What is expected: Copy the material below, changing every "Quiz" to "Test" and leaving everything else as it is.

BEGIN Supplied information

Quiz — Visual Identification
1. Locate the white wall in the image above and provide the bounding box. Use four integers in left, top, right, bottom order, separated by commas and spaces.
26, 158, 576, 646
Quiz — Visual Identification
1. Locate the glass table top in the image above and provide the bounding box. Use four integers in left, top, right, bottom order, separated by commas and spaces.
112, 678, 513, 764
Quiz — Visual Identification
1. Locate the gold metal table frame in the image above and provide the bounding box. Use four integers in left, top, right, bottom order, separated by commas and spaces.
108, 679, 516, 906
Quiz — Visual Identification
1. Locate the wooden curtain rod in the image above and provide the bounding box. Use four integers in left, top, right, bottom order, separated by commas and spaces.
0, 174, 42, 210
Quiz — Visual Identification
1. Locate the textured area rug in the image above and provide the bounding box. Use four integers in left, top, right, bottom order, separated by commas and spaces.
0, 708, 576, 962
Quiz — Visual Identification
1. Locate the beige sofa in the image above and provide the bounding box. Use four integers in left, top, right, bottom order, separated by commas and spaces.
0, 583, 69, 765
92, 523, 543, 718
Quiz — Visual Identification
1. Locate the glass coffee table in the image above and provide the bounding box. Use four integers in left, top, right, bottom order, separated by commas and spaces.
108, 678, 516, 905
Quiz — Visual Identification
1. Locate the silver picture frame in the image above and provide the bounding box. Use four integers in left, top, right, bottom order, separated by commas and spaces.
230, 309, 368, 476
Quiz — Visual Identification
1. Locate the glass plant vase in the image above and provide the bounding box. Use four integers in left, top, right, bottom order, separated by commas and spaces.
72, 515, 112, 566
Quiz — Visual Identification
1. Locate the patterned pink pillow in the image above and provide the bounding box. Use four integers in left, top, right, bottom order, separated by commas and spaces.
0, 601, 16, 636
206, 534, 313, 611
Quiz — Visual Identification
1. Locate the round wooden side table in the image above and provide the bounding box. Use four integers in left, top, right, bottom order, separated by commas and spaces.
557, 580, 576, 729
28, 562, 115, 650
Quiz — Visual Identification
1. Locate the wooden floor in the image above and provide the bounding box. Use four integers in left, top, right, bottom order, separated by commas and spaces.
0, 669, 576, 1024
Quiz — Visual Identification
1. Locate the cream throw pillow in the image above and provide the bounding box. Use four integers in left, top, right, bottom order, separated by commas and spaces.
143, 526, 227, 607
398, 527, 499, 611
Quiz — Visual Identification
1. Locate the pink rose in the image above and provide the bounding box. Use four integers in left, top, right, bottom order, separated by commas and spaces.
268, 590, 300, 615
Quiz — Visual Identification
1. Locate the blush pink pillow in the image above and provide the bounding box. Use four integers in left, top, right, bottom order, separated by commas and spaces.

END Supplied information

Correct result:
Test — Visual Identification
1. Locate the white wall in the image above and provide the bounding box. Use four integers in left, top, right, bottom order, separated by commas and spaces.
26, 158, 576, 646
Test — Visual Identification
1. Locate the glass table top in the image above and provide the bounding box. Use four integers in left, top, right, bottom order, separated by commas and spaces.
112, 678, 513, 764
Test — Visual Identification
1. Locate the gold metal table frame in the image above and provide the bounding box. Use four integers in left, top, right, bottom order, separated by commas and spaces.
108, 679, 516, 906
Test — Visual Identification
1. Locate the wooden curtain rod in the image above and provide the bounding box. Use four integers in left, top, right, bottom order, separated by commas and spaces.
0, 174, 42, 210
Test — Visual Identification
1. Locate the textured area rug in the image above and provide the bounding box. Use four integers in left, top, right, bottom order, separated by commas and spaces.
0, 708, 576, 962
Test — Visual Identification
1. Locate the beige sofa in the image above and provide the bounding box. Use four integers in left, top, right, bottom order, separated by commas and spaces.
0, 583, 69, 765
92, 523, 543, 718
Test — Visual Identification
1. Locate the glass coffee table in the image above and provide the bounding box. Use four integers in left, top, right, bottom order, separated by commas and spaces.
108, 678, 516, 905
Test — Visual Identification
1. Locate the silver picture frame in the image above and provide the bounding box. Use four integers in left, top, right, bottom order, separated by commas and spaces.
230, 309, 368, 476
Test — Visual Identification
1. Locate the glass plant vase in the image above and provide the bounding box. Use four integers in left, top, right, bottom order, separated by commas and spaces.
72, 515, 112, 566
Test — Visual Identification
1. Locate the patterned pink pillow in the image above and provide the bounding box. Use four integers in left, top, right, bottom order, separated by commas and spaces.
0, 601, 16, 636
206, 534, 313, 611
Test — Visual Identification
1. Locate the round wooden side table in the image above and provide the bounding box. Use four integers in left, top, right, bottom order, separated by commas and spaces.
557, 580, 576, 729
28, 562, 115, 650
Test — Visual Identification
1. Locate the wooden floor in the image above and provide the bounding box. Use four integers in left, top, right, bottom order, separated by commas and spaces.
0, 669, 576, 1024
Test — Visual Identification
1. Locate the cream throw pillow in the image above and provide the bounding box. Use four integers in left, top, right, bottom order, separated by commas and spaces.
143, 526, 227, 607
398, 527, 499, 611
Test — Visual Identification
1. Locate the pink rose in the image above and provide the bounding box. Use four integers in left, top, right, bottom order, separated by commas and spaces.
268, 590, 300, 615
Test — Visual Identification
1. Locate the blush pink pillow in the image above and provide the bounding box. Use four integers in left, top, right, bottom order, separated by commas and spaces.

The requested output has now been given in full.